* _Input_:
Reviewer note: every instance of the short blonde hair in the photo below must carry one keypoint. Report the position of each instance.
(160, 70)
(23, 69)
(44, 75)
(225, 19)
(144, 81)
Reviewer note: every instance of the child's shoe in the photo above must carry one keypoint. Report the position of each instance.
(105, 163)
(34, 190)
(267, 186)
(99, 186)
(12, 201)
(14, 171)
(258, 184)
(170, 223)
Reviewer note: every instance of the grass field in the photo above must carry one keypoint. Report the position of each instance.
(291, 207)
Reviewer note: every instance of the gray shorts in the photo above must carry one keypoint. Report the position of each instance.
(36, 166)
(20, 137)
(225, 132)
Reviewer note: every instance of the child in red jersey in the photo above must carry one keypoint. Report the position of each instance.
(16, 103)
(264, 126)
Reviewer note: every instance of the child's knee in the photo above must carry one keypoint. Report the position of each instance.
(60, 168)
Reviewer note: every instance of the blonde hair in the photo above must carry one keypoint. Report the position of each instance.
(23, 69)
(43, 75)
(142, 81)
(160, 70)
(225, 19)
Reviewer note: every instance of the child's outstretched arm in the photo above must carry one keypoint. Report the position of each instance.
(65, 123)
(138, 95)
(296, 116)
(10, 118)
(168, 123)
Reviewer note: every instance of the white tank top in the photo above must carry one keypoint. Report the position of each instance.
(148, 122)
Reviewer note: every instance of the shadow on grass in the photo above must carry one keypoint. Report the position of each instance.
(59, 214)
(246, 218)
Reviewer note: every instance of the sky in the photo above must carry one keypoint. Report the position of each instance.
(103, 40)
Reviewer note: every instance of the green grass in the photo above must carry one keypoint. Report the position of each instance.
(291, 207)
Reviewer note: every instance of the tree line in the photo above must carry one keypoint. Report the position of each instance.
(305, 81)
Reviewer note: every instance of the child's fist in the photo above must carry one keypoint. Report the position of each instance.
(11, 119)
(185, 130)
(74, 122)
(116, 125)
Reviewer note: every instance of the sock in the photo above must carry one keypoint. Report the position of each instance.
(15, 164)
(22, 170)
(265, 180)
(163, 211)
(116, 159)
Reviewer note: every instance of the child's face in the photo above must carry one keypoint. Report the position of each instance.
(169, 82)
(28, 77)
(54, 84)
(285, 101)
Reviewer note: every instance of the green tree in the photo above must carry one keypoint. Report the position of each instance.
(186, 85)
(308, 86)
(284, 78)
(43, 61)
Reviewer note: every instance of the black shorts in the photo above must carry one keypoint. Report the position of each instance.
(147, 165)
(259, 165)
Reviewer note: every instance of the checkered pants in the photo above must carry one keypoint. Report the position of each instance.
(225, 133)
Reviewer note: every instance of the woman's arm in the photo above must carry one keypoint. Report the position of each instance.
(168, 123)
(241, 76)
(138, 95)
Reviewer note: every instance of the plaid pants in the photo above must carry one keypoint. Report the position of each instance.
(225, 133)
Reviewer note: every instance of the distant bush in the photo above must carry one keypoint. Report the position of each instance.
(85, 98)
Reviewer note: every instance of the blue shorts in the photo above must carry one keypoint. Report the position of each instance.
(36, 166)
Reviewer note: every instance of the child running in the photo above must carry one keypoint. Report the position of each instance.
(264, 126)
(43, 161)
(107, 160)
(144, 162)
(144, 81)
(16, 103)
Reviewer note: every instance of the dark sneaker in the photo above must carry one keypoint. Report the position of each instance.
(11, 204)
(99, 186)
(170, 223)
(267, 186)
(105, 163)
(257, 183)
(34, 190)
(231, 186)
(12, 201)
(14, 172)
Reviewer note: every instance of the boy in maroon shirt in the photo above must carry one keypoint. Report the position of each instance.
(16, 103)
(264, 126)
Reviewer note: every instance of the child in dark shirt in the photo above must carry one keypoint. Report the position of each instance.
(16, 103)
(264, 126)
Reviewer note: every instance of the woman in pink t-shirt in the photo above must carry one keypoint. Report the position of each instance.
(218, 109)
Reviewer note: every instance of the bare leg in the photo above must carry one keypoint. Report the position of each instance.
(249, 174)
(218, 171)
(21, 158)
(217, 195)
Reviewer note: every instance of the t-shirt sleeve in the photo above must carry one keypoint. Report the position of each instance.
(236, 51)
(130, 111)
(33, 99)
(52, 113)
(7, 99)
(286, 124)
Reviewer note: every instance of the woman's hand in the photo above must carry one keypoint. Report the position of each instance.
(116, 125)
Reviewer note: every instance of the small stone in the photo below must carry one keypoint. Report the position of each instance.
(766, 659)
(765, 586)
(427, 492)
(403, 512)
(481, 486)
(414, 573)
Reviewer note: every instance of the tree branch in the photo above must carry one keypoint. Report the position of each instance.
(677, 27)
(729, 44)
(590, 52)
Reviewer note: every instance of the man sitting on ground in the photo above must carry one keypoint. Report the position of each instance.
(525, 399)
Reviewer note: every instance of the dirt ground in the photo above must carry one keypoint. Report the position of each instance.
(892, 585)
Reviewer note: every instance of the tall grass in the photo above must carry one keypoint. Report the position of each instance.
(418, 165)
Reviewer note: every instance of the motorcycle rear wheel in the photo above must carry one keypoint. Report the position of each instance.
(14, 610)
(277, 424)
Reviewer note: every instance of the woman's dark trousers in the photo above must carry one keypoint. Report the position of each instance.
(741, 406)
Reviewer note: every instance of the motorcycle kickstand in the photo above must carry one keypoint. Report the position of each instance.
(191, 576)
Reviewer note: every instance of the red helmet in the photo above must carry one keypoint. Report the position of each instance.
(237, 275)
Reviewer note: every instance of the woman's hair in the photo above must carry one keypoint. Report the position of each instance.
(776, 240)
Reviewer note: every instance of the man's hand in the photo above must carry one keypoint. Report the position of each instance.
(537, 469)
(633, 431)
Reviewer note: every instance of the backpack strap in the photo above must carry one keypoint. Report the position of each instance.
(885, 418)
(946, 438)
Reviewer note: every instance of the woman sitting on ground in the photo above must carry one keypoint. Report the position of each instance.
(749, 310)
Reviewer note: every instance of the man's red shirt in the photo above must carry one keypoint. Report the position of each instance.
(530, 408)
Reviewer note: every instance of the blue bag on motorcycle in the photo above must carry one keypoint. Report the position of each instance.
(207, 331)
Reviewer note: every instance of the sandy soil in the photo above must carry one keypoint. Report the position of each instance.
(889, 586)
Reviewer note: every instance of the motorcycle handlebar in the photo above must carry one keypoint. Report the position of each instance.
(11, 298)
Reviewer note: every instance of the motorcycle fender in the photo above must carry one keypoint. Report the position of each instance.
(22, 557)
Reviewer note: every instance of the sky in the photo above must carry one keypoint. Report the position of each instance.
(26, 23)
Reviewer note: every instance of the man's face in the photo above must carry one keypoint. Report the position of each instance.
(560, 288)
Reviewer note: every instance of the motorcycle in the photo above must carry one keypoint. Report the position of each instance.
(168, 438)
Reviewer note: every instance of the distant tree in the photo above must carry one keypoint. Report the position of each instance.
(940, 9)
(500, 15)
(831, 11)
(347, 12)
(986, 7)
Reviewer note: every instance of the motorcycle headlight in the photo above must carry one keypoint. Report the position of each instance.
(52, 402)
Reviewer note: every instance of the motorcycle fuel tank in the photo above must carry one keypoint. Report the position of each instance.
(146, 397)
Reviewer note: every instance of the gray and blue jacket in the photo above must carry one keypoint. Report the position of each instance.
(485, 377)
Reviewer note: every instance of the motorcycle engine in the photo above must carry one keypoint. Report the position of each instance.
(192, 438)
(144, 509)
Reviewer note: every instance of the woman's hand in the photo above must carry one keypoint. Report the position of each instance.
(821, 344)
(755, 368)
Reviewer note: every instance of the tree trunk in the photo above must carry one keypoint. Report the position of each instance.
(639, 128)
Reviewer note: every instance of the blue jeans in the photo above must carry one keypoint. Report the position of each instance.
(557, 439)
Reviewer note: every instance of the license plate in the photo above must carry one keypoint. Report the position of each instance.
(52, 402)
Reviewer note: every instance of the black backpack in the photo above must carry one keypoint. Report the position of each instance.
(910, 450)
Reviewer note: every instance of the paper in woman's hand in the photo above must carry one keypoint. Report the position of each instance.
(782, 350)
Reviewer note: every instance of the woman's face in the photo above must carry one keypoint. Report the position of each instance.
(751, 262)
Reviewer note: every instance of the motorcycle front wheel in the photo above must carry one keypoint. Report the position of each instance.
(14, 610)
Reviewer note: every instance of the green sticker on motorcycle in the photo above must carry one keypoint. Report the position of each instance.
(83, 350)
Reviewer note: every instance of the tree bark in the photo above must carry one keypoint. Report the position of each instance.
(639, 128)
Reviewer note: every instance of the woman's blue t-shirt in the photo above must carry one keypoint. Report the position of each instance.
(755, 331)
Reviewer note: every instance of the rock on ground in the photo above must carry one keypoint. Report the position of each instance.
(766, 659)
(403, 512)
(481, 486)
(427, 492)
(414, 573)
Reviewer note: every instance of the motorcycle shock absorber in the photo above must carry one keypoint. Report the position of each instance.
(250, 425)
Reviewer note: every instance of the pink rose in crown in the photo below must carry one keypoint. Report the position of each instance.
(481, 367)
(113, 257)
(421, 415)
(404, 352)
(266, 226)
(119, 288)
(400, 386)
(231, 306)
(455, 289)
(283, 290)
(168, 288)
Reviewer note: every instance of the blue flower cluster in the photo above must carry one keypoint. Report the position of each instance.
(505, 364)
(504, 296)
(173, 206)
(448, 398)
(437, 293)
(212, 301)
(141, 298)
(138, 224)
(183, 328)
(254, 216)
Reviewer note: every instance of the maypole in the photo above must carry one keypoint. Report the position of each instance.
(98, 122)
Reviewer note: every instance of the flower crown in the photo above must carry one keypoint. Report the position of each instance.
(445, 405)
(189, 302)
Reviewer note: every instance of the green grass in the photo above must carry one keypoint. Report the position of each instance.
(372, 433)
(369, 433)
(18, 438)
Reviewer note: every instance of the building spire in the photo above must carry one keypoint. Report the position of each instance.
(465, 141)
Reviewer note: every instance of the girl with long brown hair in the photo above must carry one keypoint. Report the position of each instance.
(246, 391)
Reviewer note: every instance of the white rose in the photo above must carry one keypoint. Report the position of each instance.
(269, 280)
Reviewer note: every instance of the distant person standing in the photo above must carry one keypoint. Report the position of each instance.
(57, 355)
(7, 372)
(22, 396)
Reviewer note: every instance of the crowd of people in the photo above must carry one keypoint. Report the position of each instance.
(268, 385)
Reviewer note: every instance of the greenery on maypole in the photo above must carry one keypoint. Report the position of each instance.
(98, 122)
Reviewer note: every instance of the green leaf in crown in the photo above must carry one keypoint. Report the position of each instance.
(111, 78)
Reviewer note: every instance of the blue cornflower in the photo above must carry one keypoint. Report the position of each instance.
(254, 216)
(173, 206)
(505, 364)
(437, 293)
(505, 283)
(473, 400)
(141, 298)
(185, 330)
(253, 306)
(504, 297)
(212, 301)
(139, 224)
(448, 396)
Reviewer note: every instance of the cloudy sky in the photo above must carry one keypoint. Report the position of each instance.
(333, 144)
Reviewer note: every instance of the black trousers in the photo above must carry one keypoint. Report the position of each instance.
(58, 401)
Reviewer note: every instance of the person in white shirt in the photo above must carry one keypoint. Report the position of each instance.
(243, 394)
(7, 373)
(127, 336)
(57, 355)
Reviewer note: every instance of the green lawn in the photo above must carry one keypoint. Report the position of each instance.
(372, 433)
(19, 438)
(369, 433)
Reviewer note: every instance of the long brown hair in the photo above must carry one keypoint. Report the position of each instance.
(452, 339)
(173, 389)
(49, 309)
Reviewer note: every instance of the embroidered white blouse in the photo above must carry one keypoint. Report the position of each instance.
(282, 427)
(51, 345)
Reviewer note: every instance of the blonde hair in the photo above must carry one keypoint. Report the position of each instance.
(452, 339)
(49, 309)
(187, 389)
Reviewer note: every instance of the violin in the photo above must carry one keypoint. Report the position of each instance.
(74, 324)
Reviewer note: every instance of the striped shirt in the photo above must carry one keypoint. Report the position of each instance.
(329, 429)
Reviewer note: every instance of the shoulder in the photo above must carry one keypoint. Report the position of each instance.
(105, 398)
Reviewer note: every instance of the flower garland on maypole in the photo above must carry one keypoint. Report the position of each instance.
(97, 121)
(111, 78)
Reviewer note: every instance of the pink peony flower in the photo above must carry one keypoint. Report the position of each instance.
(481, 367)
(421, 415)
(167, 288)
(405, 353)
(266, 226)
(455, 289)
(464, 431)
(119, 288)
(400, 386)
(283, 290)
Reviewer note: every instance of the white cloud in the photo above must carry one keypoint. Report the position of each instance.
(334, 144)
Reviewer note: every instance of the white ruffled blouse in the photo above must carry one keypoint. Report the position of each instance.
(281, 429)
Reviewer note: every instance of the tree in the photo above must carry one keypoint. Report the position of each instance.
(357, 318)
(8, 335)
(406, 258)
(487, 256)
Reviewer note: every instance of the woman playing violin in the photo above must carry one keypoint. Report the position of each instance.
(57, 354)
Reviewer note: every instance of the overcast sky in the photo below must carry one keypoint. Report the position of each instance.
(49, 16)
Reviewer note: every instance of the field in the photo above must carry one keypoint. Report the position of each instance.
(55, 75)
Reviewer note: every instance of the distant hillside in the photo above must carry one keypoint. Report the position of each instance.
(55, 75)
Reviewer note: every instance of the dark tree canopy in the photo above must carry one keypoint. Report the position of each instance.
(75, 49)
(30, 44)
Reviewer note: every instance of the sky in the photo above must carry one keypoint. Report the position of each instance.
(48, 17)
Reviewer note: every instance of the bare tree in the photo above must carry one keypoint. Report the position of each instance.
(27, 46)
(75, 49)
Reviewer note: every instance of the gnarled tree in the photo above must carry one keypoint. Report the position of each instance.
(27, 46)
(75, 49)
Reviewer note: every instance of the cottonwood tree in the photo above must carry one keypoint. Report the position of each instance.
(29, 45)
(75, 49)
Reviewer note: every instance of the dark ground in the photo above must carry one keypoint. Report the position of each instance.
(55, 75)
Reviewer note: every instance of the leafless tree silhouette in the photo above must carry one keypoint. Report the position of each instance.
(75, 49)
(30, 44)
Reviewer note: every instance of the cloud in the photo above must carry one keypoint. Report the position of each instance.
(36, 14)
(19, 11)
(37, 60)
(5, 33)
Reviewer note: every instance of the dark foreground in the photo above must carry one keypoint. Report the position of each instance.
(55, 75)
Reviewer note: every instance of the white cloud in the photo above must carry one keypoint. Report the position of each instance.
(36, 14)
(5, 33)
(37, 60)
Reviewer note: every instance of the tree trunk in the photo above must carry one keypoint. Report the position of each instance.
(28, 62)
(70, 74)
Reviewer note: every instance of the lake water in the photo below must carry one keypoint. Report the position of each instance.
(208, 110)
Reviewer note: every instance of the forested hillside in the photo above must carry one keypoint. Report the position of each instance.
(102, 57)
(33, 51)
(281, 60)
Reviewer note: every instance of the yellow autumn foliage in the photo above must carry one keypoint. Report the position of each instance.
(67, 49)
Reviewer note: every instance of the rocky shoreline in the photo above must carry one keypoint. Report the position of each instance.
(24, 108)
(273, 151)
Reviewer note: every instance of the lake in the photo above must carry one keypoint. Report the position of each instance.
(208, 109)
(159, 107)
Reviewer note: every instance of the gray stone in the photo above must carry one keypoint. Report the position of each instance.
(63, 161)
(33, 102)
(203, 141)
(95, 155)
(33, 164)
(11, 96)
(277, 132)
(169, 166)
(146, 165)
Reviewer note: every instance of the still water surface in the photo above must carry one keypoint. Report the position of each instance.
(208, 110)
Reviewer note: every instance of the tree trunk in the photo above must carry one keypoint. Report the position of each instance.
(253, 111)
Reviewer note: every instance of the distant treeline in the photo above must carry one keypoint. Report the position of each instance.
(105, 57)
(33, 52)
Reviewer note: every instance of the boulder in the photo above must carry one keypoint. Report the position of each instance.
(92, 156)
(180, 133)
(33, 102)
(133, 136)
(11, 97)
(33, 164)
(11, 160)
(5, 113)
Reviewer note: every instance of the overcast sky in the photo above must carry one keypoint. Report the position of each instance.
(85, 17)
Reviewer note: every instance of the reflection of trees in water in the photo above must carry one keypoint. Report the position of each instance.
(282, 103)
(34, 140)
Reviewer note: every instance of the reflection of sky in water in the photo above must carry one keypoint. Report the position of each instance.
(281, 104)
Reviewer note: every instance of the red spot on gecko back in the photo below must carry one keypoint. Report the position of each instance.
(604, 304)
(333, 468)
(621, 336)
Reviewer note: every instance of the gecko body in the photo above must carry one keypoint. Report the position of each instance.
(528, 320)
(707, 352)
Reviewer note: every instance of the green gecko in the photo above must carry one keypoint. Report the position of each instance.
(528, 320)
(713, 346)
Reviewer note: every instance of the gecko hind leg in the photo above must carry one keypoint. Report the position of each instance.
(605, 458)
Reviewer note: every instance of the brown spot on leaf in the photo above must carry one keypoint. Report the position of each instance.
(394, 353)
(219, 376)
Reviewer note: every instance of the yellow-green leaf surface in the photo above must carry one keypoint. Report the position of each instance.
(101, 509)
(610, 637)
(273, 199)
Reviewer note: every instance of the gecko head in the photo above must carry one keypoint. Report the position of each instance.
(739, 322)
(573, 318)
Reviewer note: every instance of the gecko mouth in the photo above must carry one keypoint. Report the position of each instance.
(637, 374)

* _Goal of the exercise_: Find the line that contains "Reviewer note: every instance of the reflection of trees" in the listing above. Retype it and every line after it up to the last, exactly, and nothing else.

* _Result of this exercise_:
Reviewer note: every instance of the reflection of trees in water in the photo above must carry one keypoint. Report the position of each instance.
(282, 103)
(34, 140)
Reviewer note: every instance of the reflection of sky in water in the photo above must carry one keypoint. Report the position of each instance.
(281, 104)
Reviewer note: every instance of the red spot on gecko back in the photo below must carry one keypoint. Report the position of each instance.
(604, 304)
(333, 468)
(621, 336)
Reviewer note: every instance of the gecko body in the photo above must carry one keypoint. Report the position of each instance.
(528, 320)
(707, 352)
Reviewer note: every instance of the green gecko in the photo above must carry one keypoint. Report the position of each instance.
(528, 320)
(713, 346)
Reviewer note: every instance of the gecko hind leg in the photo above must carry one keypoint. Report the position of each instance.
(605, 458)
Reviewer note: every instance of the brown spot on leaf in the photo above must carry one keypoint. Report the position of each instance.
(394, 353)
(219, 376)
Reviewer note: every instance of the yellow-green leaf surface in the photo above must carry one keypoint. Report the position of each instance.
(101, 509)
(610, 637)
(273, 199)
Reviewer note: every instance of the gecko head in the photo above must carry one keypoint. Report the position of each instance.
(739, 322)
(573, 318)
Reviewer note: every instance of the gecko mouth in the photo above must carry one keypoint. Report the position of each instance.
(637, 374)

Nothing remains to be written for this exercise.